--- Document excerpt ---

———

Explainers & Guides

What are Third Party Risk Management Tools & Which Is Right For Me?

51% of companies have suffered a data breach with an average cost of $3.92 million. Learn how to use TPRM tools to protect your business.

What are Third Party Risk Management Tools & Which Is Right For Me?What are Third Party Risk Management Tools & Which Is Right For Me?

Most CISOs and security teams are well versed in understanding and implementing internal measures to keep their company secure. However, some businesses are a lot more relaxed when it comes to asking the same of their suppliers - but should they be? In 2020 the Ponemon Institute found that 51% of companies have suffered a data breach caused by a third party and that the average cost of a breach was $3.92 million.

So what can you do about it? The good news is that there are plenty of tools that are built to help you ensure that your suppliers are maintaining the security posture, policies, insurances, certifications, audits and operating procedures that you expect of them. The bad news is that it can be hard working out which one is right for your needs.

In this article, we’re going to be discussing the main types of third party risk management/supplier assurance tools, tell you what their strengths are, what their weaknesses are and give some suggested tools that you may want to check out. If you find this article useful, share it with your network.

———

--- Given instruction 1 ---
Summarize the article on third-party risk management tools in two sentences.

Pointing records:
———

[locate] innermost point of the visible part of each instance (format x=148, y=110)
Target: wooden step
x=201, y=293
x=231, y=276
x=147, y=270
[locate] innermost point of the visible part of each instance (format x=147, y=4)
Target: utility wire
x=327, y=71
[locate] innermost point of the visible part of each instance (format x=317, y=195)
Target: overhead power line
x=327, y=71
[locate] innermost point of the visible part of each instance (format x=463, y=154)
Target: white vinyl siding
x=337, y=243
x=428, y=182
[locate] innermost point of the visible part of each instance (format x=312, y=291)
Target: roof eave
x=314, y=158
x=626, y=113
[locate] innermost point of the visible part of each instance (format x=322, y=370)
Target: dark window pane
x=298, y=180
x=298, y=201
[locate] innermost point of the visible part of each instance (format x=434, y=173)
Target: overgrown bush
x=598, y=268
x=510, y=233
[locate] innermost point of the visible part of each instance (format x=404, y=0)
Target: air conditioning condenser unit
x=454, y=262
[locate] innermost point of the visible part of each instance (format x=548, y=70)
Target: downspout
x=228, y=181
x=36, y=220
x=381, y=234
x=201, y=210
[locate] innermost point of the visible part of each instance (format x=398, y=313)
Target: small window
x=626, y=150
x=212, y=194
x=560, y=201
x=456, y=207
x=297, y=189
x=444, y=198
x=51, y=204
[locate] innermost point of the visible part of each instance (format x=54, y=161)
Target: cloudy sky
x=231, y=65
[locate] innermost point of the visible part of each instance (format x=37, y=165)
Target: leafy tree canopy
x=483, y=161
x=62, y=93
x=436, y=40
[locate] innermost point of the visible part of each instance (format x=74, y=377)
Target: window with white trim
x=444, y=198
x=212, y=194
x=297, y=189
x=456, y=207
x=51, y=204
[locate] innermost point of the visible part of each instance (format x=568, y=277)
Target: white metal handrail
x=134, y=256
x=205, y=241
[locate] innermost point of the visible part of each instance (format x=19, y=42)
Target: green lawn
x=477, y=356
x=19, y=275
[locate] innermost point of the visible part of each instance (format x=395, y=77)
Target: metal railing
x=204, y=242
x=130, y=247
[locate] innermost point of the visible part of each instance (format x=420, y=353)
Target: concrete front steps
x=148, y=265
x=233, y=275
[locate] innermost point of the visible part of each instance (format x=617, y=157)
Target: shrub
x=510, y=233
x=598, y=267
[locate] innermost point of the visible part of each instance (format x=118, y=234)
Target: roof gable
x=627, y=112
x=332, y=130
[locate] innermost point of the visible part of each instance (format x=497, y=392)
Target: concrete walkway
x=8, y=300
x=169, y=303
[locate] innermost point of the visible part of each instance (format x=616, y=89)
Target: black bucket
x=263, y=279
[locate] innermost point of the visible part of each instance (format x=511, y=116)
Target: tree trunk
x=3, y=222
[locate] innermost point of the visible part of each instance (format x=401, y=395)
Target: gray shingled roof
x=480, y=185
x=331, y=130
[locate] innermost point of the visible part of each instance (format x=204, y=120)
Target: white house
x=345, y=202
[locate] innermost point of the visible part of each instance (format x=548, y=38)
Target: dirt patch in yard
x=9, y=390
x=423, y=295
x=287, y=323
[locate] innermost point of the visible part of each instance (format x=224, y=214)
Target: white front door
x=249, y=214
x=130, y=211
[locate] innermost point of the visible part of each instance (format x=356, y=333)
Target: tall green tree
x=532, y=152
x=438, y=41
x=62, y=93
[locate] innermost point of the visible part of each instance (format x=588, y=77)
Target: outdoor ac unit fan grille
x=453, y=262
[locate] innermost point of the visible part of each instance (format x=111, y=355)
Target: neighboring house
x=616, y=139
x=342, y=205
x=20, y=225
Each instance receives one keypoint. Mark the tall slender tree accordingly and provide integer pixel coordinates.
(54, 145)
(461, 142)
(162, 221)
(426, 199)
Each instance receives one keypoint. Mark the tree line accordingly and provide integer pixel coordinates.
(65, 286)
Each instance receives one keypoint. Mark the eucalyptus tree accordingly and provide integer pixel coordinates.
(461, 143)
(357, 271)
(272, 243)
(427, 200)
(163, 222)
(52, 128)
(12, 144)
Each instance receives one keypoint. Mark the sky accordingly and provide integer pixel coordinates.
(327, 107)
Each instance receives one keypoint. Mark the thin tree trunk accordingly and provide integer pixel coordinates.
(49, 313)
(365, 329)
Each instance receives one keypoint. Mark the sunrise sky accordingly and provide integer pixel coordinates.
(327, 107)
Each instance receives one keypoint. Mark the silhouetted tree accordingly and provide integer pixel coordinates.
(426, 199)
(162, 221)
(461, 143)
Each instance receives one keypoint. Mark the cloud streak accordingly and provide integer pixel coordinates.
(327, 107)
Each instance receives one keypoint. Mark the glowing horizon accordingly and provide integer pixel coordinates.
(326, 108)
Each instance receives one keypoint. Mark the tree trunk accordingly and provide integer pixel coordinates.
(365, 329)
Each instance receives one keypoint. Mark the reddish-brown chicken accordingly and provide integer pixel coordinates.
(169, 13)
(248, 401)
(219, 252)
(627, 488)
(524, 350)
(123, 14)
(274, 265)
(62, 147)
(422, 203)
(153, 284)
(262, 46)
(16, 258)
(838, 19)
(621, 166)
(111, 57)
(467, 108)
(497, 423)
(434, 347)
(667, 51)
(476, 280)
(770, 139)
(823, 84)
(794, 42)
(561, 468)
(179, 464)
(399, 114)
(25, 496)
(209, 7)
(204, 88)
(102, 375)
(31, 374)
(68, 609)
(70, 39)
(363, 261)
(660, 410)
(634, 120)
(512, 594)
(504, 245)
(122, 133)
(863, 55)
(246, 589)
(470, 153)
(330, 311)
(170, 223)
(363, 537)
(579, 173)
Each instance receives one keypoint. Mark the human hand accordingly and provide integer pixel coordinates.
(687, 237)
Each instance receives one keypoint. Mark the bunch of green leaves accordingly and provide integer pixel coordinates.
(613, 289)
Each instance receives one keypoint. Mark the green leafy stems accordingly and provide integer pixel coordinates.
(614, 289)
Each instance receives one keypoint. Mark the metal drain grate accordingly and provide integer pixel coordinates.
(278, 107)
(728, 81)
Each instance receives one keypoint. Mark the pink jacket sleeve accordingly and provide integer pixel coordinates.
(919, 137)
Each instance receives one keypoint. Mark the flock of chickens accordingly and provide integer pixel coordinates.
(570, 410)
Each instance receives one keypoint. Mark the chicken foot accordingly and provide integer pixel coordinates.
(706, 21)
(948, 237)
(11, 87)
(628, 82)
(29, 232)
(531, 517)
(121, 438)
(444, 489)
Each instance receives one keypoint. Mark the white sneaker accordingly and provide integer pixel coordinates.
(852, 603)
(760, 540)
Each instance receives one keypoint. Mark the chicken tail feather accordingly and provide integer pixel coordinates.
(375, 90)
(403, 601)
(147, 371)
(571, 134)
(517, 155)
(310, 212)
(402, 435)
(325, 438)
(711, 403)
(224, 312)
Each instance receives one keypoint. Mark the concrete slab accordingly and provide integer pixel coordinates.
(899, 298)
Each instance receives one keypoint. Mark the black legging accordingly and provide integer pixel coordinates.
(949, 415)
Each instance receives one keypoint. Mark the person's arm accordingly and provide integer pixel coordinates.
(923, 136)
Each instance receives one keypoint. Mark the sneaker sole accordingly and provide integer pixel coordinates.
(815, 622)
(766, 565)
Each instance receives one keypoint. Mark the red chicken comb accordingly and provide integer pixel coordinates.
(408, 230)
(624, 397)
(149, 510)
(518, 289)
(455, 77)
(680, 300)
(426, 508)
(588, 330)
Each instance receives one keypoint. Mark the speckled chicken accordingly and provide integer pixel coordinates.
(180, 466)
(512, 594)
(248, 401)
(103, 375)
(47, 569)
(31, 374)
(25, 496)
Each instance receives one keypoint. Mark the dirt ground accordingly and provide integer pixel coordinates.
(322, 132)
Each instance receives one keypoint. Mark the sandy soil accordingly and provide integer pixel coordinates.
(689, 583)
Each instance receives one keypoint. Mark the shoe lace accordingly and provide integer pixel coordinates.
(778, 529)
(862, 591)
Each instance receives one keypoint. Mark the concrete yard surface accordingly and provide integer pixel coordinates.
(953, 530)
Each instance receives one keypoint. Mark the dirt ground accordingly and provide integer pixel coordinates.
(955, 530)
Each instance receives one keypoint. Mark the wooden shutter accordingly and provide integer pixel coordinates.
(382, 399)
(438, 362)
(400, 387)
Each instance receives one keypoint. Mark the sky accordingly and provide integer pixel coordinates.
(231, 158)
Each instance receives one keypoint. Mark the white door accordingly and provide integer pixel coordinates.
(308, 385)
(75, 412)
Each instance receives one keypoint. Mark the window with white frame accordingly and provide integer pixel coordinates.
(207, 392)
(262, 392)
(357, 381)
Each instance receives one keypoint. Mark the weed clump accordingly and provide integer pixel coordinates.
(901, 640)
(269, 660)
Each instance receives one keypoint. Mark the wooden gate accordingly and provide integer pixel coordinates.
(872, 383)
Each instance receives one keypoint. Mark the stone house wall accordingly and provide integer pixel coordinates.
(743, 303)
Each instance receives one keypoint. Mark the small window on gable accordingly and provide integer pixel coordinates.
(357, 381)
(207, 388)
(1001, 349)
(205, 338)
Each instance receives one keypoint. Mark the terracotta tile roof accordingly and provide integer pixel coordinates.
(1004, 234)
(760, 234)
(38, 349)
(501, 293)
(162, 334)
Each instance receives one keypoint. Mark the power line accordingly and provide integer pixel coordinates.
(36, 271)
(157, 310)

———

--- Given instruction 2 ---
Identify each line of the listing that contains the word "yard", treating case as significant, and copy every such line.

--- Correct answer 1 ---
Some businesses are far more relaxed about their suppliers' security than their own, yet the Ponemon Institute found in 2020 that 51% of companies had suffered a data breach caused by a third party, with an average breach cost of $3.92 million. Plenty of tools can help ensure suppliers maintain the expected security posture, policies, and certifications, and the article sets out to cover the main types of these tools, their strengths and weaknesses, and some suggested options.

--- Correct answer 2 ---
Target: dirt patch in yard
Each instance receives one keypoint. Mark the concrete yard surface accordingly and provide integer pixel coordinates.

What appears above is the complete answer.